■ STORED ROWS

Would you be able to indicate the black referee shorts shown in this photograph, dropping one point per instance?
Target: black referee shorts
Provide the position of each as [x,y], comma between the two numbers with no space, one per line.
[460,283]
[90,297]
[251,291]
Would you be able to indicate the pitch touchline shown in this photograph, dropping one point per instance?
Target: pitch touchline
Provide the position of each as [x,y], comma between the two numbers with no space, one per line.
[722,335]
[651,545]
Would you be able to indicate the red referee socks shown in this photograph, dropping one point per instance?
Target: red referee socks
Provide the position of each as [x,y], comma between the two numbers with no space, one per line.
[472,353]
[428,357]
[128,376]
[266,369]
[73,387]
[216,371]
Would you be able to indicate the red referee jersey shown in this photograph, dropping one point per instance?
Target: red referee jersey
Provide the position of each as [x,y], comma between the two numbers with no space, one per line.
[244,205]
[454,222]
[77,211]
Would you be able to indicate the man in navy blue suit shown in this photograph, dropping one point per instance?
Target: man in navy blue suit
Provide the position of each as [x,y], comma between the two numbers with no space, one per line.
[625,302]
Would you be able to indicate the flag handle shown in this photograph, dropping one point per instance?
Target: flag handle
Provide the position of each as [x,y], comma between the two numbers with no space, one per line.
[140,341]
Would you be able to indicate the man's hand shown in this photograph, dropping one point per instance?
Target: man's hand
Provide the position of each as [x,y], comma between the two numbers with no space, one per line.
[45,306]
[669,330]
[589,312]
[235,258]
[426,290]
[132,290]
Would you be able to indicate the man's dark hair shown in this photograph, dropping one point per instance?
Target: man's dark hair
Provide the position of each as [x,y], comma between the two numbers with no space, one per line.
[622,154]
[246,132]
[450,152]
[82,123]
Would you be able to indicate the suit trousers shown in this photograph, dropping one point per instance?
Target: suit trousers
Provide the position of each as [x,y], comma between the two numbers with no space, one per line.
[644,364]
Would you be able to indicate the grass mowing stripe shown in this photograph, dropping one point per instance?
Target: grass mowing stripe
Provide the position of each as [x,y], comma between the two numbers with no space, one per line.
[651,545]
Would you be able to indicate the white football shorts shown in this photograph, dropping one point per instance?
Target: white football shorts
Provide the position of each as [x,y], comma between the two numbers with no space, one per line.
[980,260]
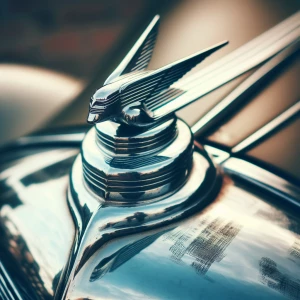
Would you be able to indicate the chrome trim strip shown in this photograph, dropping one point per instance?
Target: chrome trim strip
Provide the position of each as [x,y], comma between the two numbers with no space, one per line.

■ GOAL
Rescale the part of the entries that opens with the line containing "Would you be able to indicate the white" and runs through the end of the entries. Give every line of it again, keeping the request lines unchanged, multiplying each coordinate in the answers by 1.65, rounding to whole numbers with halves going up, and leaving the pictures out.

■ RESULT OF THE EXERCISE
Would you be able to indicate the white football shorts shown in this photograph, dropping one point per instance?
Target: white football shorts
Provide the position of each as [x,y], comma between the two numbers with no space, one per line.
[1617,429]
Would you be able to indicate the chrome trim strip shown in this photograph, dropping one point per instance?
Target: chrome trim strip
Provide the position of each as [x,y], comma between the two numbers with no space, one per line.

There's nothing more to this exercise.